- TASK TO COMPLETE
Copy the material below exactly as it appears, from the line containing "For the batch job below, identify every building" down through the line containing "98,358 -> 190,462", both included.

⟨

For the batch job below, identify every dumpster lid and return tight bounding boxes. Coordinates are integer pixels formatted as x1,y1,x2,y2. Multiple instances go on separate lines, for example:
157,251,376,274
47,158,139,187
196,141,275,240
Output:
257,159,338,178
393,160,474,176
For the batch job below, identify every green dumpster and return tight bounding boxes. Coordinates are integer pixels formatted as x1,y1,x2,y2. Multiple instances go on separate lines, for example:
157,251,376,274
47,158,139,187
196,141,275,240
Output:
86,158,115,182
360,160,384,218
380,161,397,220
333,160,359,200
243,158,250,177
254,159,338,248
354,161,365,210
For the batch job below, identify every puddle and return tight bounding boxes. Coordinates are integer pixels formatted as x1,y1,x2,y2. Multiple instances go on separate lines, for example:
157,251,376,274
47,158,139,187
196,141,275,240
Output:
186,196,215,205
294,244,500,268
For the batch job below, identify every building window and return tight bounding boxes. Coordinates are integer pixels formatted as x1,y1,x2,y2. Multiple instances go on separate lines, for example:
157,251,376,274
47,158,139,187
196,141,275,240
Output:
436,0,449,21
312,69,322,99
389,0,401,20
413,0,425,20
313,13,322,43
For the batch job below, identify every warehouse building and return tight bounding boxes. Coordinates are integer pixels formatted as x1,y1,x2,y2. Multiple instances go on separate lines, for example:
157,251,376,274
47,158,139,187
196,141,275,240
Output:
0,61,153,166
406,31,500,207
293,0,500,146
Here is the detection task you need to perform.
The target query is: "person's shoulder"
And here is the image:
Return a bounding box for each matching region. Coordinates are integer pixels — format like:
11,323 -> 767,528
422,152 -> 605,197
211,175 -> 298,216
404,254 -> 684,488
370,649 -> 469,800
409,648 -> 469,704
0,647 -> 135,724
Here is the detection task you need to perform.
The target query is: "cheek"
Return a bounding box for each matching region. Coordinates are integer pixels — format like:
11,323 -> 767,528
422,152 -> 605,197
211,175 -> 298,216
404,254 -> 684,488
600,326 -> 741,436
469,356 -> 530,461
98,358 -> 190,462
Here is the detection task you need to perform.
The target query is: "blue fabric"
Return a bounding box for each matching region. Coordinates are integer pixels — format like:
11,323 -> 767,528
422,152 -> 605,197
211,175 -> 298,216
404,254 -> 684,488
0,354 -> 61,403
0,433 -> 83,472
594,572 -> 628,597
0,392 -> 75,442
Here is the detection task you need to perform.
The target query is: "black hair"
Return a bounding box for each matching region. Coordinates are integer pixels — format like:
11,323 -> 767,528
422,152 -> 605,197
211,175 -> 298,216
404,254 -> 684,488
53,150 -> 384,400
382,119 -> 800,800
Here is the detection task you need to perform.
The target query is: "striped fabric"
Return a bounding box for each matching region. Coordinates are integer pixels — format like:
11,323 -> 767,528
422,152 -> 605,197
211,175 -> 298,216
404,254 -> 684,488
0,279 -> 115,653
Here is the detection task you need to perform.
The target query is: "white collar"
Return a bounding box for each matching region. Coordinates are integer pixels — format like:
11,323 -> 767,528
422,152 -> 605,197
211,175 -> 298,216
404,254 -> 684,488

⟩

- REPLY TO THE TASK
For the batch job below, identify every building window and return tight bounding boxes. Coordinates are integer pixels formatted as x1,y1,x2,y2. Multiple instances go on separate lines, for example:
157,251,376,274
47,158,139,187
196,141,275,240
Output:
436,0,449,21
312,69,322,99
389,0,401,20
413,0,425,20
313,13,322,43
For the batch job below, identify every warehouse building and return tight bounding boxes. Coordinates are integer pixels formatted as x1,y1,x2,y2. Multiple instances go on separate lines, for example:
157,251,376,274
47,158,139,187
196,141,275,240
Output:
0,61,153,166
406,31,500,207
293,0,500,146
Here is the detection task you need to perform.
The target query is: "person's shoulder"
And here is the image:
Return a bounding box for each matching region. Coordinates are integer pixels — format like:
11,323 -> 767,528
422,152 -> 605,197
211,175 -> 298,216
404,254 -> 684,488
370,649 -> 469,800
409,648 -> 469,704
0,647 -> 135,724
Here is the detection task you need to perform.
The target query is: "cheek"
Return a bounding box for each matching region. Coordinates are integer pixels — format like:
11,323 -> 767,528
422,152 -> 605,197
211,175 -> 298,216
404,254 -> 684,488
600,326 -> 741,436
469,356 -> 530,461
98,358 -> 190,462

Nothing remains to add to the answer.